- [İstem] Yasadışı tütün ticaretini ele alan aşağıdaki yazıdan “Türkiye’de tütün ürünü” ile başlayıp “ve çeşitlenerek büyüyor.” ile biten bölümü hiçbir değişiklik yapmadan yazın.

Açık tütünde yasallaştırma kimin işine yarayacak?

Türkiye’de ciddi boyutlara ulaşan bir yasadışı tütün ticareti faaliyeti var. Ulusötesi sigara şirketleri ile bu piyasanın güçleri arasında sürtüşme artıyor. AKP'nin çözüm olarak attığı adımlar, piyasaya hakim birkaç sigara tekelinin hakimiyetini artıracak nitelikte.

Meryem Vitni

Türkiye’de ciddi boyutlara ulaşan bir yasadışı tütün ticareti faaliyeti var. Ulusötesi sigara şirketleri ile bu piyasanın güçleri arasında sürtüşme artıyor. Karanlıktaki fil misali bir türlü teşhis edilemeyen bu sorunun anlaşılması için 4733 sayılı Kanun’un dayandığı “ne kadar çok üretim, o kadar iyi ekonomi” anlayışının piyasa dinamikleri ve tüketim üzerindeki etkilerine bakılması ve çözüm olarak sunulan yasallaştırma formülünün olası sonuçlarının irdelenmesi gerekiyor.

Durum saptaması

Türkiye’de tütün ürünü piyasasında, çeşit çeşit ürün kategorileri, her kategoride yüzlerce ürün, farklı fiyat segmentleri ve binlerce satış noktası var. Piyasanın dikkat çekici bir özelliği son yıllarda belirginleşen ikili karakteri. Bir yanda “bandrollü” ürünlerin üretim ve ticaretinin gerçekleştiği yasal/kayıtlı piyasa, diğer yanda “bandrolsüz” ürünlerin yasadışı/kayıtdışı piyasası bir arada varlıklarını sürdürüyor. Üstelik, bu ikili piyasa yapısı gün be gün hacmen ve çeşitlenerek büyüyor.

- [Veri kayıtları]
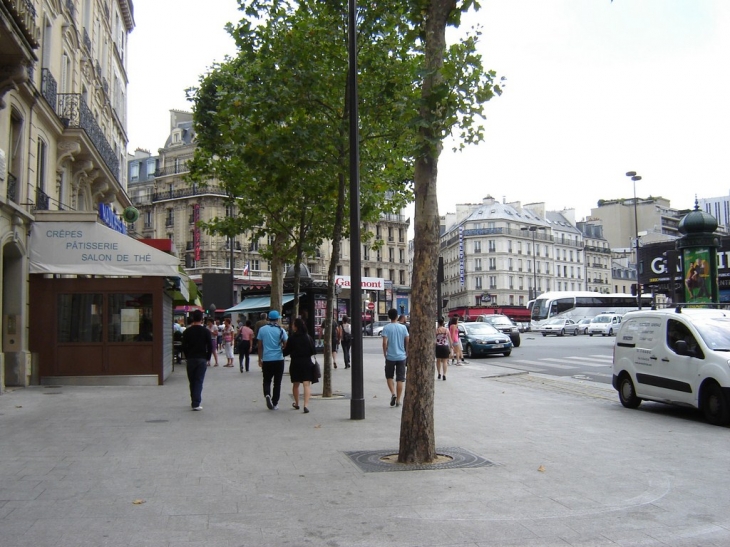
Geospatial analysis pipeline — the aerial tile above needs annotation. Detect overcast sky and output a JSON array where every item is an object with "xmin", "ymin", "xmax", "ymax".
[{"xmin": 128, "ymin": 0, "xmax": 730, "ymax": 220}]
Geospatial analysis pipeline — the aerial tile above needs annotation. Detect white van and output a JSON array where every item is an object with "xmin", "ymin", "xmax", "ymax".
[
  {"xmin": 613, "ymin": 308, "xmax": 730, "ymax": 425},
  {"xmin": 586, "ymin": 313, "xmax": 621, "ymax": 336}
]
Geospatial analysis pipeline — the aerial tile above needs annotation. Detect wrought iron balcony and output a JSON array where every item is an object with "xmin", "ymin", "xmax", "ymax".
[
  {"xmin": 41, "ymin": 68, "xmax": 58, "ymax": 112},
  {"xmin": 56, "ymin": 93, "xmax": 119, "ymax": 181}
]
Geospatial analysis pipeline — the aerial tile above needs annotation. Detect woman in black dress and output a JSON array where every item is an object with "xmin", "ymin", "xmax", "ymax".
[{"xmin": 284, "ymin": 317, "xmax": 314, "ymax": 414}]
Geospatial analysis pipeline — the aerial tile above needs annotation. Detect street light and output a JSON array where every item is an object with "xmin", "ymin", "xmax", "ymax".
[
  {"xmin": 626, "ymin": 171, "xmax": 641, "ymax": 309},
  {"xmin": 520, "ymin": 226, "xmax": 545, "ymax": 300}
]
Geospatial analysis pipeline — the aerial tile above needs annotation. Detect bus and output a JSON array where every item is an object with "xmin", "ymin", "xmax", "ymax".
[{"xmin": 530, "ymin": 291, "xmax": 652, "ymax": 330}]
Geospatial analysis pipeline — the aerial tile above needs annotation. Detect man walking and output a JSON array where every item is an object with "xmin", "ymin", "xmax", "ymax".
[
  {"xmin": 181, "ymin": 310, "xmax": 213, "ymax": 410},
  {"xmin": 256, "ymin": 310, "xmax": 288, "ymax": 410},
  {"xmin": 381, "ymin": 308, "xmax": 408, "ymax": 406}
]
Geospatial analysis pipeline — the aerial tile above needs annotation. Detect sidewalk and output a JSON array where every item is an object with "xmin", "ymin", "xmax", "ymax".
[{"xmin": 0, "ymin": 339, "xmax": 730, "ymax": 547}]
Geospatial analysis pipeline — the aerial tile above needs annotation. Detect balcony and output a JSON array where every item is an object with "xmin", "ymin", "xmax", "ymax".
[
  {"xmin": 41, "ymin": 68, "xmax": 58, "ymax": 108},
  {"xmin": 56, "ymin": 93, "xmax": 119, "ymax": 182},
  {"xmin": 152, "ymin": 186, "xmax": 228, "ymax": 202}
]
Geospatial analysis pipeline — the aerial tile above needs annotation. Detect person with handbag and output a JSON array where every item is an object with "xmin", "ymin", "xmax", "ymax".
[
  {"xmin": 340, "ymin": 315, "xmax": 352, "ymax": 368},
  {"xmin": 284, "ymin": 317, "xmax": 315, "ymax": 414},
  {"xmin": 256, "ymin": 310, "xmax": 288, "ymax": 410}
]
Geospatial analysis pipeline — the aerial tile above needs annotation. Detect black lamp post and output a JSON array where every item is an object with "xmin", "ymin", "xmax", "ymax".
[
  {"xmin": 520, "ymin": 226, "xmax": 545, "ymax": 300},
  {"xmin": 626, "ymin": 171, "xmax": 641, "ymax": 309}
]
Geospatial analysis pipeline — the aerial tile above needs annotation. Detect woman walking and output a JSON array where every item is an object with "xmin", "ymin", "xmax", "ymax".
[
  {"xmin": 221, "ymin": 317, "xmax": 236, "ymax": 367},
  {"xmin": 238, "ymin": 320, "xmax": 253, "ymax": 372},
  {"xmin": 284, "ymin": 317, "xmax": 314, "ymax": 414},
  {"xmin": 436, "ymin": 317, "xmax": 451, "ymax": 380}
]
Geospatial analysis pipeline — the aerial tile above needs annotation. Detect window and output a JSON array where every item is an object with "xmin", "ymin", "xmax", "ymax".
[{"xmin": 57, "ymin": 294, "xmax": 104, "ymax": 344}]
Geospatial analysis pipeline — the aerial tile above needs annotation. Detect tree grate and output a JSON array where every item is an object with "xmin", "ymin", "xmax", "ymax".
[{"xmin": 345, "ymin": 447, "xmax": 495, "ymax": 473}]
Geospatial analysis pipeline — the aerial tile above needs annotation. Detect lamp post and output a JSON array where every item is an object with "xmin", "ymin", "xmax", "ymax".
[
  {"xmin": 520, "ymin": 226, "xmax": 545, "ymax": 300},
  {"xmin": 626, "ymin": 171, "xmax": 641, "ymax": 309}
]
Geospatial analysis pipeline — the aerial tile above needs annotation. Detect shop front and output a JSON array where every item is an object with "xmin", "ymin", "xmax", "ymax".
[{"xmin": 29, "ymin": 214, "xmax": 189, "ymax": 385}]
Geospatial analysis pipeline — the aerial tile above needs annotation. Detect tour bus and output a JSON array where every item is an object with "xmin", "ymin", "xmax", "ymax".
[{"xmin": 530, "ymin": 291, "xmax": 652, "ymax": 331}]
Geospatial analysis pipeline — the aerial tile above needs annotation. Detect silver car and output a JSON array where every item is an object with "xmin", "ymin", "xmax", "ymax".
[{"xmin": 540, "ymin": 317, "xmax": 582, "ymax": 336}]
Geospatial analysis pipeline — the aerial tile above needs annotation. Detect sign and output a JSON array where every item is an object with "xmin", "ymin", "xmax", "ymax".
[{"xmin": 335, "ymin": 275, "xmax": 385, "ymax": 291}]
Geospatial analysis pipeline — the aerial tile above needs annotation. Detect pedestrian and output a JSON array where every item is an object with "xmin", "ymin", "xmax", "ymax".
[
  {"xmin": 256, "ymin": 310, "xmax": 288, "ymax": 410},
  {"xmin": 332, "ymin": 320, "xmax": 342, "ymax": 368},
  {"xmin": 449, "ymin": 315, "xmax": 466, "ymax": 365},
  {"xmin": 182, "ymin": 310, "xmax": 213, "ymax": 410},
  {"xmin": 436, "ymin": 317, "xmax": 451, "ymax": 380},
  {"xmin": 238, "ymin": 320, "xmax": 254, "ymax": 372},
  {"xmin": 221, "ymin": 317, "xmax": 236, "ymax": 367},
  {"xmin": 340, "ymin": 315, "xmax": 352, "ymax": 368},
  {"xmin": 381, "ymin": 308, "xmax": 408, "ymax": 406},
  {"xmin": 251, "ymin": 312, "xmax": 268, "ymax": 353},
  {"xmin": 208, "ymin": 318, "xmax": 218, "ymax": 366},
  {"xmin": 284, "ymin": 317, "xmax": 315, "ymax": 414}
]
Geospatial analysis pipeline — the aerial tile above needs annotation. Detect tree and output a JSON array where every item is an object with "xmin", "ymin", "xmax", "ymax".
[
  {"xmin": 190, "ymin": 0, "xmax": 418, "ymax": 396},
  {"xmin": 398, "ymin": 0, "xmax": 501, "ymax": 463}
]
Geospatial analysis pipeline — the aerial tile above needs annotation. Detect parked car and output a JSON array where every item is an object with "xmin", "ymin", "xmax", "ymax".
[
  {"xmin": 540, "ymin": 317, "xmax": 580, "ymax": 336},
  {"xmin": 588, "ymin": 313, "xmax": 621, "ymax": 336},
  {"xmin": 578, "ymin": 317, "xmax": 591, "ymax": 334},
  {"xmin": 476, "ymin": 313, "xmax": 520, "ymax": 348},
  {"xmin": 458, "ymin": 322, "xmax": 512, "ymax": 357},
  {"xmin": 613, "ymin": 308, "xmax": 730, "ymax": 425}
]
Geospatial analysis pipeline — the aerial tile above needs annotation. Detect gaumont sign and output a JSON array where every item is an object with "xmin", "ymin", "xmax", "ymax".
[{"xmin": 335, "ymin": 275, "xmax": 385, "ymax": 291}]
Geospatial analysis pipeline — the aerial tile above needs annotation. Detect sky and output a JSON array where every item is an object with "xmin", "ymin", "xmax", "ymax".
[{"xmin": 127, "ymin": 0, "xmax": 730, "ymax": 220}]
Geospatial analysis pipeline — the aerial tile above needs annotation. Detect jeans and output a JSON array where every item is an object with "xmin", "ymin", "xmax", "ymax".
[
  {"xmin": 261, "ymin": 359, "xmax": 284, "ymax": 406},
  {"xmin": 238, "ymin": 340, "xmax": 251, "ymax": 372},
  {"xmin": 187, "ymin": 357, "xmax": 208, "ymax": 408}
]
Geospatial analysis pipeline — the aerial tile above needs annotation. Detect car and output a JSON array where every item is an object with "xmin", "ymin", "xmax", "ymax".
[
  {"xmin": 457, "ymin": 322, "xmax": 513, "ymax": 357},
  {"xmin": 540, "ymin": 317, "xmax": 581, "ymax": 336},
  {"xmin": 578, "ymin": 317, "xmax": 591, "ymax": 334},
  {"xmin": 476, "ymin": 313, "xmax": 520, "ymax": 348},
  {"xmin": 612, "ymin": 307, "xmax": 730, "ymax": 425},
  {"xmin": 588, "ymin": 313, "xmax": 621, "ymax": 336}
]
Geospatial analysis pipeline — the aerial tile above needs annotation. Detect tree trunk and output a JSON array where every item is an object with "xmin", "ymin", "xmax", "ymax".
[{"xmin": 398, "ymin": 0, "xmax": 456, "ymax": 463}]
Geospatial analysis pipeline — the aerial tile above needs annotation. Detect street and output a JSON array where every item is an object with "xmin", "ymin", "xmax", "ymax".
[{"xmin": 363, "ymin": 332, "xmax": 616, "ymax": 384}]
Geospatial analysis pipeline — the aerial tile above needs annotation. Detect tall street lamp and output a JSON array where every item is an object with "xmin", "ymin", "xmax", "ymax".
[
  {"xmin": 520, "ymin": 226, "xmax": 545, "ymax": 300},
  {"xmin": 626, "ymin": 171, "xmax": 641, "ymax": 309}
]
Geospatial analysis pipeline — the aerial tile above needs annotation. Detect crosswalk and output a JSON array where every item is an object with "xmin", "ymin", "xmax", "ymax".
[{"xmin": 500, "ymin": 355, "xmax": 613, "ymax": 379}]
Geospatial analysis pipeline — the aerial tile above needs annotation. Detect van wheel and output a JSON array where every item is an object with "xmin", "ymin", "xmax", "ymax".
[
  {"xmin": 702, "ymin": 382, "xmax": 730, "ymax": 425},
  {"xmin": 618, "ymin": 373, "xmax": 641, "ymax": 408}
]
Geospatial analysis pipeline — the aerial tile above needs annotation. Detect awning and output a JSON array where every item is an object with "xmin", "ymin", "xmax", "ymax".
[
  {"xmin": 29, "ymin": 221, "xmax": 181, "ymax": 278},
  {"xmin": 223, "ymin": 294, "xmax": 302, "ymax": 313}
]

- [Bu görevin yanıtı]
Türkiye’de tütün ürünü piyasasında, çeşit çeşit ürün kategorileri, her kategoride yüzlerce ürün, farklı fiyat segmentleri ve binlerce satış noktası var. Piyasanın dikkat çekici bir özelliği son yıllarda belirginleşen ikili karakteri. Bir yanda “bandrollü” ürünlerin üretim ve ticaretinin gerçekleştiği yasal/kayıtlı piyasa, diğer yanda “bandrolsüz” ürünlerin yasadışı/kayıtdışı piyasası bir arada varlıklarını sürdürüyor. Üstelik, bu ikili piyasa yapısı gün be gün hacmen ve çeşitlenerek büyüyor.